- Directive
All the records that follow need to be reproduced exactly. Omit the images.

(Rows from a dataset)
━━━━━━━━━━

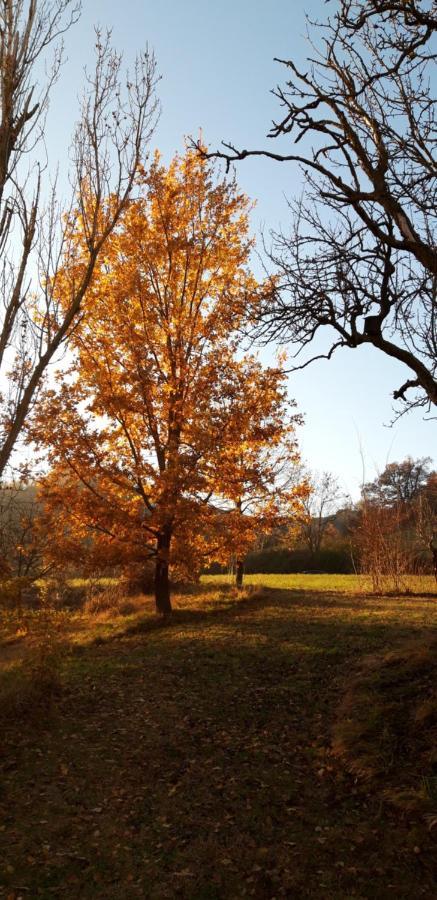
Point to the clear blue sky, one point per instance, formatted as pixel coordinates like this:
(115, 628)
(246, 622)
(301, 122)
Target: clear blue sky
(216, 62)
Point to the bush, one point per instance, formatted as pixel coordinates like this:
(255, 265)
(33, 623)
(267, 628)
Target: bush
(283, 561)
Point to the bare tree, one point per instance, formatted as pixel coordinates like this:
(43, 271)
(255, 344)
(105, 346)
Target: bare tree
(400, 483)
(118, 115)
(318, 507)
(360, 260)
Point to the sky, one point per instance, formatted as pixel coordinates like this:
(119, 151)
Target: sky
(216, 62)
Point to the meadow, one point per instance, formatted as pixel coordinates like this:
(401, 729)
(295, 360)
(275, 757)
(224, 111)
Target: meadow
(277, 742)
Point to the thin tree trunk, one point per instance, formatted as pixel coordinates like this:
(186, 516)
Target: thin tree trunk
(162, 582)
(239, 573)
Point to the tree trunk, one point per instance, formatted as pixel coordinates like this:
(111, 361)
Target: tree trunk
(239, 572)
(162, 582)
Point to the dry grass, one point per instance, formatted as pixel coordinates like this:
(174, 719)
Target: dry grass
(194, 759)
(344, 584)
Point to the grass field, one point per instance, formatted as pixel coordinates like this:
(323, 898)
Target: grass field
(210, 758)
(344, 584)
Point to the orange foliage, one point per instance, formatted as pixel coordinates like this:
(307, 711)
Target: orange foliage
(157, 418)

━━━━━━━━━━

- Reply
Point to the clear blue sky, one point per instance, formatted as pixel coordinates like this:
(115, 628)
(246, 622)
(301, 122)
Target: clear blue sky
(216, 62)
Point to the bush, one point per instance, formatted as pixel coordinates like this:
(255, 265)
(33, 623)
(267, 628)
Target: bush
(283, 561)
Point to the bare tree, one point per instance, formatted as pixel coordinates like this:
(43, 271)
(255, 344)
(105, 346)
Target: bare tree
(400, 483)
(118, 115)
(318, 507)
(360, 260)
Point to the sky, one point per instance, formatted as pixel coordinates like this:
(119, 151)
Target: sky
(216, 62)
Point to the meadow, one point per instance, formatted as pixel coordinates like this:
(401, 729)
(295, 360)
(275, 757)
(224, 111)
Target: meadow
(277, 742)
Point to the thin tree trunk, one point per instance, formatted as pixel coordinates like this:
(186, 516)
Target: thin tree trunk
(162, 582)
(239, 573)
Point to the tree trunk, one point per instance, formatted as pixel coordinates like this:
(111, 361)
Target: tree trunk
(239, 572)
(162, 582)
Point to the dry grass, one point per instance, formatted as pixel coordinates like this:
(174, 719)
Target: dry grass
(194, 759)
(344, 584)
Point to the grass field, one point per instance, formatted as pixel coordinates like this:
(323, 898)
Target: grass field
(210, 758)
(344, 584)
Point to the orange foliage, one point per instance, formatted as pixel coordinates like this:
(307, 711)
Target: orange foliage
(157, 418)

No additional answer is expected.